Coordinate annotation records:
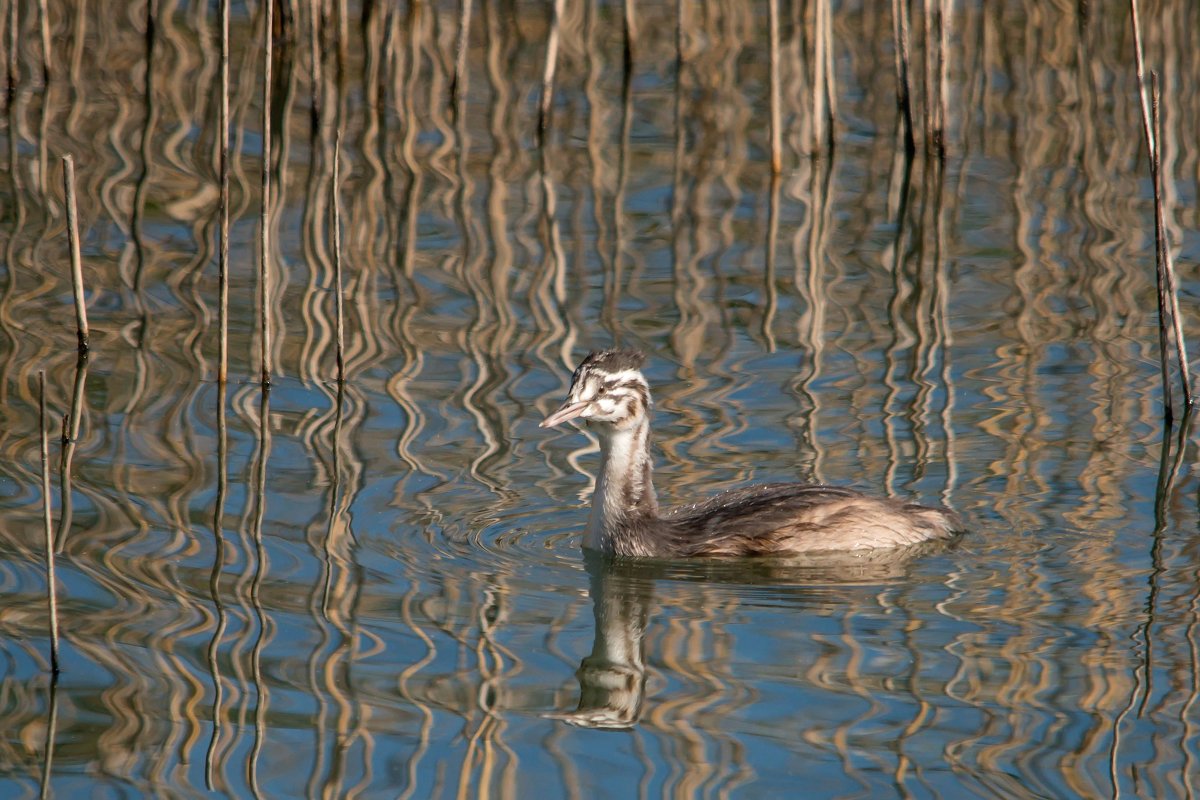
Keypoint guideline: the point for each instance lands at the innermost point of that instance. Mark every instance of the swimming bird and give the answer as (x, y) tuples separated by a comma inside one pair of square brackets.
[(611, 395)]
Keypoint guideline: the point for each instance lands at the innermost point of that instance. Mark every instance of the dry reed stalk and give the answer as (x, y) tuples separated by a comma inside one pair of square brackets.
[(629, 30), (76, 260), (946, 10), (777, 150), (904, 90), (1168, 296), (70, 439), (46, 519), (264, 234), (1163, 248), (316, 64), (457, 85), (223, 170), (13, 64), (547, 78), (45, 22), (337, 260)]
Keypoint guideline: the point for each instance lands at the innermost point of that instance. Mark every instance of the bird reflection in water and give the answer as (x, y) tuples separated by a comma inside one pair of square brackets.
[(612, 677)]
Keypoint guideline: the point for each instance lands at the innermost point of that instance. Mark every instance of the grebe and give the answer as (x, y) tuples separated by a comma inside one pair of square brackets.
[(610, 392)]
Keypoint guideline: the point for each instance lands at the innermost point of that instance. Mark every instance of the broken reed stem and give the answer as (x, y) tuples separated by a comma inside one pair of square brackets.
[(457, 86), (904, 91), (76, 259), (264, 234), (777, 150), (1168, 299), (337, 259), (223, 172), (629, 30), (1163, 247), (45, 23), (49, 531), (315, 60), (547, 78)]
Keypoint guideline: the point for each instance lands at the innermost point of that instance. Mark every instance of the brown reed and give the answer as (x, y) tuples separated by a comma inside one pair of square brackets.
[(337, 259), (45, 25), (76, 259), (904, 90), (547, 78), (1168, 294), (51, 588), (264, 233), (777, 157), (223, 170)]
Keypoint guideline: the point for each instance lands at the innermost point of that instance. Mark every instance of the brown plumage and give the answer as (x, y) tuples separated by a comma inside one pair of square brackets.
[(610, 392)]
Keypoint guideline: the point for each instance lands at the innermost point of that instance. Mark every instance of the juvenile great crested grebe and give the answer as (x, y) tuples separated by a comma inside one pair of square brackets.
[(610, 392)]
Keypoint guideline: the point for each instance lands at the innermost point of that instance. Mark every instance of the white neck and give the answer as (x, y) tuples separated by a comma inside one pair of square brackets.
[(624, 488)]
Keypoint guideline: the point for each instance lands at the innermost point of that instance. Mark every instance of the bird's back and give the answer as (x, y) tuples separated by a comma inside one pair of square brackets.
[(796, 518)]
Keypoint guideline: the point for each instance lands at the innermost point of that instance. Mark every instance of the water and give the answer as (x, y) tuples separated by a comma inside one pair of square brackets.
[(381, 593)]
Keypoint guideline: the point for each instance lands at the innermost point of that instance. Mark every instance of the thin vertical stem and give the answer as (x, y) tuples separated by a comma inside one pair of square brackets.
[(1164, 247), (904, 90), (223, 170), (264, 234), (337, 259), (777, 156), (76, 260), (13, 61), (49, 531), (1168, 299), (45, 22), (547, 78), (460, 62)]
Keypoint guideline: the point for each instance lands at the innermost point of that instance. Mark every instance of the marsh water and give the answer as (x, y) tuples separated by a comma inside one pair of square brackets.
[(379, 590)]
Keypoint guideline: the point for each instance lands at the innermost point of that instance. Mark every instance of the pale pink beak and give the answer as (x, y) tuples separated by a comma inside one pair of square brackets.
[(567, 411)]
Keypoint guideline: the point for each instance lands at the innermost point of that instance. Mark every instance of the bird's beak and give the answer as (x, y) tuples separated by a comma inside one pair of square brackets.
[(567, 411)]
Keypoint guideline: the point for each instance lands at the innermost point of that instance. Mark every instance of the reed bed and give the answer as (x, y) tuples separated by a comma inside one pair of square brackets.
[(474, 223)]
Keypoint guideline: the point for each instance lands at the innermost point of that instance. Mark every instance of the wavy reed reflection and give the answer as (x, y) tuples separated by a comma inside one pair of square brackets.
[(382, 582)]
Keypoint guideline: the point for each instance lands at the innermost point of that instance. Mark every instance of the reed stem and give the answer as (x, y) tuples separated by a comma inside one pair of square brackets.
[(777, 150), (337, 259), (76, 259), (1164, 266), (223, 170), (264, 234), (1163, 248), (51, 588), (547, 78)]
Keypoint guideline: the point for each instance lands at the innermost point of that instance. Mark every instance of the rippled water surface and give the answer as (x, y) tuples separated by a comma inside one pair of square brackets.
[(379, 591)]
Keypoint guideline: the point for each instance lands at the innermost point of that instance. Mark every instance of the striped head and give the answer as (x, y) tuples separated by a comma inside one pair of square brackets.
[(607, 386)]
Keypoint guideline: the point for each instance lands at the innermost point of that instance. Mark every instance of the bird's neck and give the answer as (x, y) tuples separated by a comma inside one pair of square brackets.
[(624, 492)]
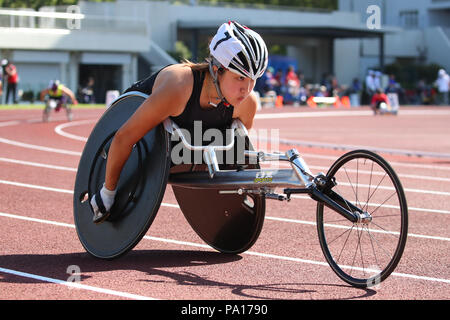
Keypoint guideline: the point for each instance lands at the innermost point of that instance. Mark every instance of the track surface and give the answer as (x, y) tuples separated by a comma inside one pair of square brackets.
[(41, 257)]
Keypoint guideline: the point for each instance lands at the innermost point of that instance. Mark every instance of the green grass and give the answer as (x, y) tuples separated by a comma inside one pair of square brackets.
[(41, 106)]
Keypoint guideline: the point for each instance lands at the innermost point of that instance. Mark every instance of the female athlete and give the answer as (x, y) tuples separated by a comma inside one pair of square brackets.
[(214, 92)]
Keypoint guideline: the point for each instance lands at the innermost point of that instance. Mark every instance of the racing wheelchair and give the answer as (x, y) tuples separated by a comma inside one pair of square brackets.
[(361, 213)]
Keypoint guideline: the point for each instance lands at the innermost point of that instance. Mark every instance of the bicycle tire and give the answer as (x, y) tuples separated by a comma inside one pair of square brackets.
[(333, 240)]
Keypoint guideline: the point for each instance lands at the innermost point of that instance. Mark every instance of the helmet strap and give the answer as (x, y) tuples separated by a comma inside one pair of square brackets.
[(214, 75)]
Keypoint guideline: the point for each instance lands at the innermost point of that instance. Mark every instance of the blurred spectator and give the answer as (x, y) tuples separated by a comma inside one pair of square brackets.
[(377, 80), (355, 93), (393, 86), (292, 83), (1, 84), (87, 93), (12, 78), (266, 82), (370, 84), (379, 101), (443, 87), (334, 89), (278, 82)]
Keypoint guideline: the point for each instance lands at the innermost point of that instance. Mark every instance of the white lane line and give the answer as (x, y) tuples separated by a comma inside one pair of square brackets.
[(40, 148), (344, 114), (38, 164), (264, 255), (9, 123), (81, 138), (18, 184), (33, 186), (76, 285), (433, 192), (59, 129)]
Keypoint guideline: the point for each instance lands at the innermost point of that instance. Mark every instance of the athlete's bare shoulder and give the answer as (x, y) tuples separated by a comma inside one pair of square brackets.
[(177, 78)]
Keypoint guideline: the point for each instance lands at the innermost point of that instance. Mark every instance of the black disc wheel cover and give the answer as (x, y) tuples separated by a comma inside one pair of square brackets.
[(140, 188)]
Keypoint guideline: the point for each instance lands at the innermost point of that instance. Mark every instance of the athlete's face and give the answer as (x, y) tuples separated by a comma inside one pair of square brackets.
[(235, 88)]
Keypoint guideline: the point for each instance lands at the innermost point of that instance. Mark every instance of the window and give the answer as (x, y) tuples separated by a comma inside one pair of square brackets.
[(409, 19)]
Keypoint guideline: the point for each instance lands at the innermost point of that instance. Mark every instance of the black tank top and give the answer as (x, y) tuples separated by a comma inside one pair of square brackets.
[(219, 117)]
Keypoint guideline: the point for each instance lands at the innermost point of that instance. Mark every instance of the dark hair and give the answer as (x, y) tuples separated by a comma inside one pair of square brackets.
[(203, 66)]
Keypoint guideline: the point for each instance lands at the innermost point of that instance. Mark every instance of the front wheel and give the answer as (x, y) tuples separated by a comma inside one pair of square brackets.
[(366, 252)]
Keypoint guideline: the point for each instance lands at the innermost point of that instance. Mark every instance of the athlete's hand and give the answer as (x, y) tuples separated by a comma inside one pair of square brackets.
[(101, 203)]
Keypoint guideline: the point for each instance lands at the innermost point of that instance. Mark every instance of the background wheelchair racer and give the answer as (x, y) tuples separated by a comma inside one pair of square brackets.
[(57, 97)]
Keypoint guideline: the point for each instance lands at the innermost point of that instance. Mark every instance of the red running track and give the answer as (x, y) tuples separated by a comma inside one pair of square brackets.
[(40, 249)]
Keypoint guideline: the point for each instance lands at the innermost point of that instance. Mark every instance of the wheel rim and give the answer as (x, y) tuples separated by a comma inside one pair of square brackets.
[(364, 253)]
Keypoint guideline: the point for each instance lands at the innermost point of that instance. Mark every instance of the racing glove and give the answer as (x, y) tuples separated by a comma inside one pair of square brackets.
[(101, 203)]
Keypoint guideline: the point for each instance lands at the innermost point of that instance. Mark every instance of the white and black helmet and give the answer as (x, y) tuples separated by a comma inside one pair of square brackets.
[(240, 50)]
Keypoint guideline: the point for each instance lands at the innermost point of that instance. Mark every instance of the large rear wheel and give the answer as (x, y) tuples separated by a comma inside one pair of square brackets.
[(366, 252)]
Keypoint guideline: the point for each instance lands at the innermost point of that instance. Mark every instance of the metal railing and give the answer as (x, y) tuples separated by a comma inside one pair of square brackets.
[(71, 19)]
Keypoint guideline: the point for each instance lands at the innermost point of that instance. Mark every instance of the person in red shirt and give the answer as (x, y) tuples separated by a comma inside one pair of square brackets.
[(12, 80), (380, 101)]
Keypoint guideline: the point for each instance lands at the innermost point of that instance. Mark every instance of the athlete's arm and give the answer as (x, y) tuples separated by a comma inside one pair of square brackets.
[(170, 94), (43, 94), (247, 110)]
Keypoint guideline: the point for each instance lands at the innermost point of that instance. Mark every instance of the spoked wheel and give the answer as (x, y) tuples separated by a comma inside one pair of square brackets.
[(364, 253)]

Given request: Reproduce the records verbatim, beginning at the line that contains "the bird's beak" and stopping after the line that contains "[(382, 582)]".

Exercise solution:
Keypoint guideline: the point for each instance lands at the innermost point of that instance. Mark every instance of the bird's beak and give the answer as (x, y) tuples separated by a comma inside one pair of square brackets.
[(567, 411)]
Keypoint guideline: the point for each instance lands at the innermost point of that instance. Mark every instance of the reed bed and give the answer as (x, y) tuples separated by a comma inside one pair of square brackets.
[(474, 223)]
Keypoint guideline: the point for each instance lands at the innermost point of that instance. Mark every instance of the wavy reed reflection and give the answer as (x, y) tuples separated by a comma inside one pair of square brackets.
[(382, 582)]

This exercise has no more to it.